▶ Instructions to follow
Restate each entry below word for word, without skipping any.

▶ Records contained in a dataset

• • •

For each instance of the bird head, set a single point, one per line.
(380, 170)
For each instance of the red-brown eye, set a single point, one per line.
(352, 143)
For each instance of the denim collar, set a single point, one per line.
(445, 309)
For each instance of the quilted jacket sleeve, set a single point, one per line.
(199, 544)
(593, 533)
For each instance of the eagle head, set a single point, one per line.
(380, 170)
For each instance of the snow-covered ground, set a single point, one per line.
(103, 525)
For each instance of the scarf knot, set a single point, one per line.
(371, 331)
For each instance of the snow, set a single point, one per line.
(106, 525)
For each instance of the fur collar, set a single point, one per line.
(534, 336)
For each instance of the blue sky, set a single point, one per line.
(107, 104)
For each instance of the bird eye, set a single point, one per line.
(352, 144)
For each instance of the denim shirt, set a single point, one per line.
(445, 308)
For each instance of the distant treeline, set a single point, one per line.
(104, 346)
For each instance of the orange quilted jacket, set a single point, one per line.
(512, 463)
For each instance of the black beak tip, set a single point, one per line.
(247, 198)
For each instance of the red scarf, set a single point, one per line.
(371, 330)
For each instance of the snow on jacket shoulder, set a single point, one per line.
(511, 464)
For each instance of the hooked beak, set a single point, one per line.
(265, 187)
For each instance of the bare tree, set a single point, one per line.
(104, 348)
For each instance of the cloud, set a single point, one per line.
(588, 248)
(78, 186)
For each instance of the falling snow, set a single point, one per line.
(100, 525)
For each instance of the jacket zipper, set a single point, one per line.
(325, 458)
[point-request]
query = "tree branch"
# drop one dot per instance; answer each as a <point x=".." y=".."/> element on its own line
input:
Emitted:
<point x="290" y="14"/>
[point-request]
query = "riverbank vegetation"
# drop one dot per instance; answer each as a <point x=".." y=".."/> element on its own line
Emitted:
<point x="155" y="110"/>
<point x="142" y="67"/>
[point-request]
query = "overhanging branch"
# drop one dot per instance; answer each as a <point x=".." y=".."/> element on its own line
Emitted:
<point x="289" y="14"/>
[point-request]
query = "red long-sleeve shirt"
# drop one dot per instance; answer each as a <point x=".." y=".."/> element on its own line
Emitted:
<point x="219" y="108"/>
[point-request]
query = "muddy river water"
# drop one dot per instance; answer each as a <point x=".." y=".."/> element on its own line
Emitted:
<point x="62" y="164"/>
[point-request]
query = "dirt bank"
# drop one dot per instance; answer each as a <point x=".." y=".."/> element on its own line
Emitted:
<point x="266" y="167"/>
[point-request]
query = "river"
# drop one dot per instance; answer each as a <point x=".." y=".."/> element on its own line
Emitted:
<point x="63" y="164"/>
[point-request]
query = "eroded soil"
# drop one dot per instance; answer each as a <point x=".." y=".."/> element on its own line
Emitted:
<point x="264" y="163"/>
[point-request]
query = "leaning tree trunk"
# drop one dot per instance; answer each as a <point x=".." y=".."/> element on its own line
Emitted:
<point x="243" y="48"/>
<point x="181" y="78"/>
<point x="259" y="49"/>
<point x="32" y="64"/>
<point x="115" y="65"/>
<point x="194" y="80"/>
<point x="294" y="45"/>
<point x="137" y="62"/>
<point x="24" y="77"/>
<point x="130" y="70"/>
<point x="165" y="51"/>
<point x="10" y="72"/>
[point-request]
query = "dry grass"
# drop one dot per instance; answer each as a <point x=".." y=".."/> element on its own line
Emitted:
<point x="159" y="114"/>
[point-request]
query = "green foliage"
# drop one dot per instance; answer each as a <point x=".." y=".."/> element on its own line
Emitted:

• • •

▶ Reply
For each instance of the bird head, set a single point, one per line.
(380, 170)
For each instance of the red-brown eye, set a single point, one per line.
(352, 143)
For each instance of the denim collar, set a single point, one per line.
(445, 309)
For each instance of the quilted jacket sleeve, set a single point, one per line.
(199, 544)
(593, 533)
For each instance of the eagle head, set a single point, one per line.
(380, 170)
For each instance of the snow-covered ground, set a single point, one per line.
(103, 525)
For each instance of the scarf knot, set a single point, one per line.
(371, 331)
For each instance of the snow, set a single point, one per line.
(106, 525)
For each instance of the fur collar, set a single point, one per line.
(534, 336)
For each instance of the blue sky, set a single point, one per line.
(107, 104)
For each instance of the bird eye, set a single point, one per line.
(352, 144)
For each instance of the denim shirt, set a single point, one per line.
(445, 308)
For each instance of the distant treeline, set a single point, one per line.
(104, 346)
For each instance of the orange quilted jacket, set a single point, one per line.
(512, 463)
For each instance of the black beak tip, set a single point, one per line.
(247, 198)
For each instance of the red scarf, set a single point, one per line.
(371, 330)
For each instance of the snow on jacket shoulder, set a single point, one per line.
(511, 464)
For each instance of the hooked beak, set a single point, one per line.
(265, 187)
For each instance of the bare tree, set a single point, one per line.
(104, 348)
For each instance of the cloud, set a single point, one per line.
(588, 248)
(78, 186)
For each instance of the falling snow, set a single point, one per line.
(100, 525)
For each instance of the jacket zipper, set a single point, one per line.
(325, 458)
[point-request]
query = "tree branch"
# drop one dot per instance; answer each as a <point x=".." y=".."/> element on its own line
input:
Emitted:
<point x="290" y="14"/>
[point-request]
query = "riverbank vegetation"
# drop one dot per instance; answer each as a <point x=".." y=".."/> element on its own line
Emitted:
<point x="155" y="110"/>
<point x="142" y="67"/>
[point-request]
query = "overhanging branch"
# drop one dot per instance; answer each as a <point x=".." y=".."/> element on its own line
Emitted:
<point x="289" y="14"/>
[point-request]
query = "red long-sleeve shirt"
# drop one dot per instance; answer each as a <point x=".." y=".."/> element on its own line
Emitted:
<point x="219" y="108"/>
[point-request]
query = "muddy river water"
# drop one dot per instance; answer each as a <point x=".." y=".."/> element on its own line
Emitted:
<point x="62" y="164"/>
[point-request]
query = "dirt bank"
# drop one dot per instance; answer each as a <point x=".." y=".."/> element on its own line
Emitted:
<point x="266" y="167"/>
[point-request]
query = "river"
# drop one dot per instance; answer each as a <point x=".." y=".."/> element on its own line
Emitted:
<point x="63" y="164"/>
[point-request]
query = "eroded soil"
# drop one dot per instance; answer each as a <point x=".." y=".."/> element on its own line
Emitted:
<point x="264" y="163"/>
[point-request]
query = "leaning tree trunk"
# drop one dot per instance; answer each as a <point x=".." y=".."/> element on its own line
Emitted:
<point x="243" y="48"/>
<point x="181" y="78"/>
<point x="259" y="49"/>
<point x="32" y="64"/>
<point x="115" y="65"/>
<point x="194" y="80"/>
<point x="294" y="45"/>
<point x="137" y="62"/>
<point x="24" y="77"/>
<point x="130" y="70"/>
<point x="165" y="51"/>
<point x="10" y="72"/>
[point-request]
query = "dry grass"
# drop one dot per instance; answer each as a <point x=".." y=".."/> element on its own line
Emitted:
<point x="159" y="114"/>
[point-request]
query = "green foliage"
# drop one dot per instance; answer each as a <point x=".." y=".."/> element on its own line
Emitted:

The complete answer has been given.